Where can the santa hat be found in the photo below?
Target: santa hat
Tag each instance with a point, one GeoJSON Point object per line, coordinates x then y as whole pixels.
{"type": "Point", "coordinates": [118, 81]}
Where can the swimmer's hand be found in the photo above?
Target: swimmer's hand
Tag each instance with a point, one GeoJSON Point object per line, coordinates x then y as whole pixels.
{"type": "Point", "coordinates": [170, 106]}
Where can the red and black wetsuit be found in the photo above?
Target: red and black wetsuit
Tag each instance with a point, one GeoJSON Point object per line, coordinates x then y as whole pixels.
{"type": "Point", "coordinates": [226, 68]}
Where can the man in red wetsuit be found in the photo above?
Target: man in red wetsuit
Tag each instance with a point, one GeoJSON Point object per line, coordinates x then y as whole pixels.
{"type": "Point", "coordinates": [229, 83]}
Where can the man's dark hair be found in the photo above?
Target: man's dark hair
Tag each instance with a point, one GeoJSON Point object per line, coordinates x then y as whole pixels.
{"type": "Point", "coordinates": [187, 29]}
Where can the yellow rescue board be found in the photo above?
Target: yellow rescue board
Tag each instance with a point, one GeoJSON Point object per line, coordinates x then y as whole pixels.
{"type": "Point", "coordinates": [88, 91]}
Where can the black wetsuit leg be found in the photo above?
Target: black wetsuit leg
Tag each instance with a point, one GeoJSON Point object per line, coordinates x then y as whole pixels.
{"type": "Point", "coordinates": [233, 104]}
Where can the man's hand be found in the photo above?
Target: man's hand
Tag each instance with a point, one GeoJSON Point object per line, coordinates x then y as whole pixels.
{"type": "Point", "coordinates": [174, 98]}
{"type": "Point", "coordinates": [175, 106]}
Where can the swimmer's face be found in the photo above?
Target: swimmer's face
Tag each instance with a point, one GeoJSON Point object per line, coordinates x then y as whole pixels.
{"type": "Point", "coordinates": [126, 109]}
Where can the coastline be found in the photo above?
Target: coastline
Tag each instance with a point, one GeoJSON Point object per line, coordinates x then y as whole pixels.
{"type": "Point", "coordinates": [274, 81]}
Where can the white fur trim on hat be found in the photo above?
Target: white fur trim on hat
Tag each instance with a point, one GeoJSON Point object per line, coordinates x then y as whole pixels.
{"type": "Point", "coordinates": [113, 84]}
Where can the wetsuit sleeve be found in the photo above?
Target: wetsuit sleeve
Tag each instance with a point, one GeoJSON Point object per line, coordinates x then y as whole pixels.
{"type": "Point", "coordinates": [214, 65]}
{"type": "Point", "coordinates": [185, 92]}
☆ ☆ ☆ ☆ ☆
Take the listing above and write it out again exactly.

Where can the santa hat be found in the photo below?
Target: santa hat
Tag each instance with a point, one GeoJSON Point object per line, coordinates x then y as whole pixels.
{"type": "Point", "coordinates": [118, 81]}
Where can the swimmer's hand be found in the photo above?
Target: swimmer's hand
Tag each instance with a point, one GeoJSON Point object per line, coordinates x then y as whole pixels.
{"type": "Point", "coordinates": [170, 106]}
Where can the red and black wetsuit be found in the photo above?
Target: red and black wetsuit
Tag each instance with a point, one GeoJSON Point object per line, coordinates x then y as whole pixels.
{"type": "Point", "coordinates": [226, 68]}
Where can the man in red wetsuit be found in the photo above?
Target: man in red wetsuit
Tag each instance with a point, one GeoJSON Point object per line, coordinates x then y as whole pixels.
{"type": "Point", "coordinates": [229, 83]}
Where can the man's dark hair be found in the photo above?
Target: man's dark hair
Tag each instance with a point, one GeoJSON Point object per line, coordinates x then y as whole pixels.
{"type": "Point", "coordinates": [187, 29]}
Where can the yellow rescue board be found in the photo above?
Target: yellow rescue board
Tag each instance with a point, one GeoJSON Point object per line, coordinates x then y as whole pixels.
{"type": "Point", "coordinates": [88, 91]}
Where can the black wetsuit leg be found in the photo above?
Target: black wetsuit leg
Tag each instance with a point, one GeoJSON Point object per line, coordinates x then y as whole pixels.
{"type": "Point", "coordinates": [233, 104]}
Where can the man's hand be found in the photo above?
Target: man's hand
Tag each instance with a point, one GeoJSON Point object per line, coordinates x then y as whole pixels.
{"type": "Point", "coordinates": [174, 98]}
{"type": "Point", "coordinates": [175, 106]}
Where can the swimmer's face be found in the photo above?
Target: swimmer's face
Tag each instance with a point, one GeoJSON Point object per line, coordinates x then y as whole pixels.
{"type": "Point", "coordinates": [126, 109]}
Where can the coastline be found in the photo above?
Target: coastline
Tag each instance with a point, one GeoJSON Point object per line, coordinates x then y as whole pixels.
{"type": "Point", "coordinates": [274, 81]}
Where can the white fur trim on hat be found in the photo above?
Target: white fur trim on hat
Tag each instance with a point, one GeoJSON Point object per line, coordinates x then y as whole pixels.
{"type": "Point", "coordinates": [113, 84]}
Where can the wetsuit sleeve be found in the photo above?
Target: wetsuit sleeve
Tag each instance with a point, one GeoJSON Point object per line, coordinates x then y as whole pixels.
{"type": "Point", "coordinates": [214, 65]}
{"type": "Point", "coordinates": [185, 92]}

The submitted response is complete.